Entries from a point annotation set

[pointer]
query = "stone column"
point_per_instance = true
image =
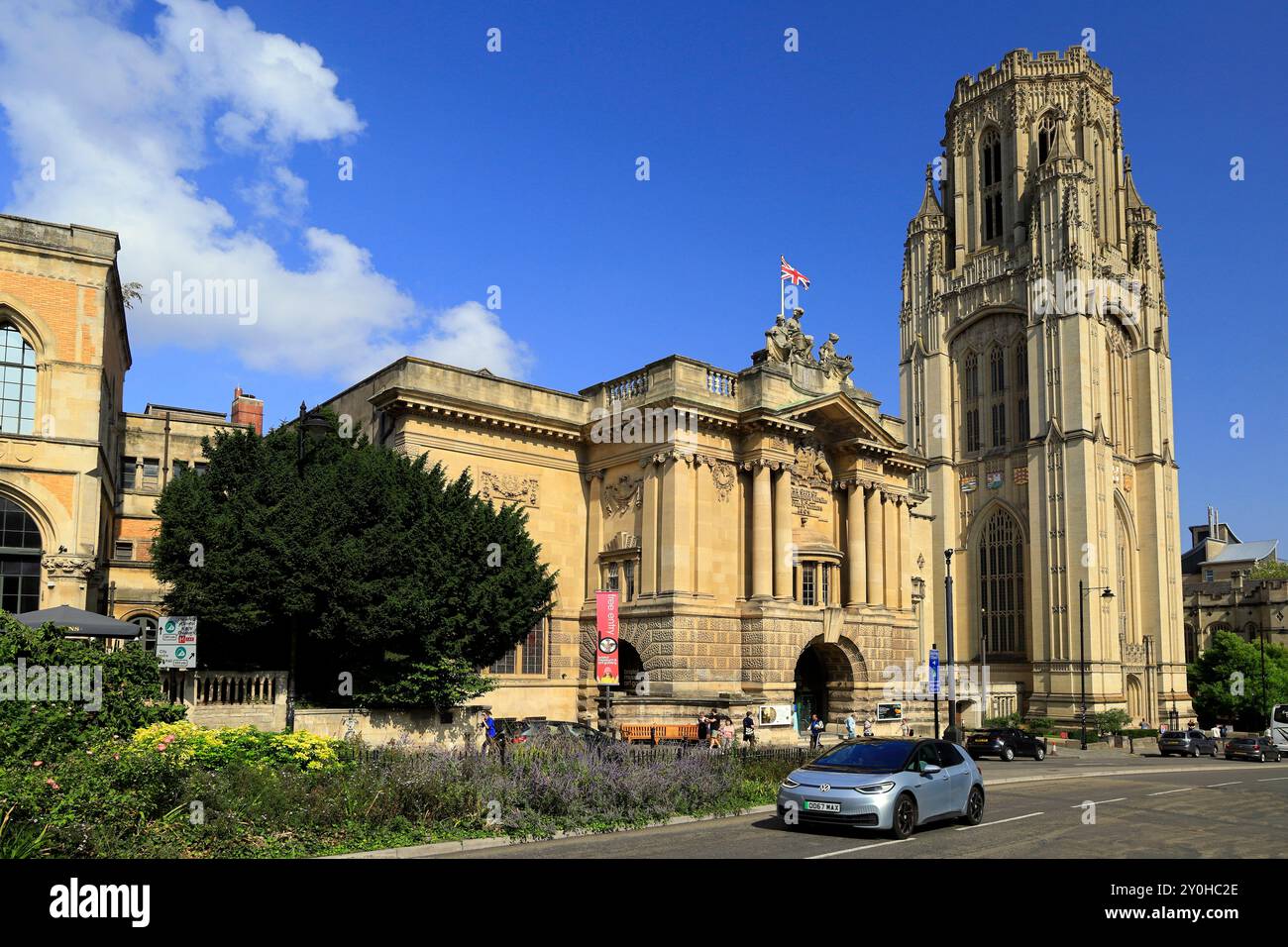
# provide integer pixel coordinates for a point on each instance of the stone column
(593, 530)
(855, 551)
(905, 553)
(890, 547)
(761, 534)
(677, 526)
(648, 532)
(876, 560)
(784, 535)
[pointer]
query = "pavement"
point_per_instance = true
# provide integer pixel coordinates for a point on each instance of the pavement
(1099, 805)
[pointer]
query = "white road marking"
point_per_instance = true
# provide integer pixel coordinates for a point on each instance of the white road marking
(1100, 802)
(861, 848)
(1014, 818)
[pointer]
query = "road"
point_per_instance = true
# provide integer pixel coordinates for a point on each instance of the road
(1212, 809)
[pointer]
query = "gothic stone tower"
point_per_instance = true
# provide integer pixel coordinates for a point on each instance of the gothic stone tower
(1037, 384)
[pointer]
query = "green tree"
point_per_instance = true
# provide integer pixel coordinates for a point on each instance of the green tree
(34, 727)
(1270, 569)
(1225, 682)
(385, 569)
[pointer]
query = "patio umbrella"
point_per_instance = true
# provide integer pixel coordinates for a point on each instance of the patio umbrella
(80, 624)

Your goal: Update the material above by replacing "pavement" with "sidewalk" everywhere it appears, keeping everything else the same. Leave the pictures out of your answer.

Task output:
[pointer]
query = "stone column"
point_per_instance = true
image =
# provide integer pixel coordinates for a point on each instance of the stone column
(593, 530)
(855, 551)
(905, 553)
(890, 547)
(761, 534)
(677, 526)
(648, 532)
(876, 560)
(784, 535)
[pointer]
query = "sidewalk"
point_per_instance = true
# provide integer pixel coordinates for a point on each instance of the sidewalk
(1099, 805)
[pointer]
query = "white road marking"
point_per_instance = true
# provide integer pixel coordinates for a point on each instance of the white road marking
(1100, 802)
(861, 848)
(1014, 818)
[pointer]
query = "road"
point_per_instance = true
# provide integer pixel coordinates for a point on each instance of the road
(1212, 809)
[pointer]
query = "gothic stone tower"
point_per_instance = true
# provide integer pixel coordinates for a point on each instance of the gothic stone tower
(1037, 384)
[pointer]
query = "green tree"
point_per_instance = true
# provide integer pixel coordinates for a point on each instance of the green tree
(34, 727)
(1270, 569)
(1225, 682)
(385, 569)
[pointer]
query = "patio umbrella"
point_per_instance = true
# provide integer pixel coordinates for a point on each instance of the patio umbrella
(80, 624)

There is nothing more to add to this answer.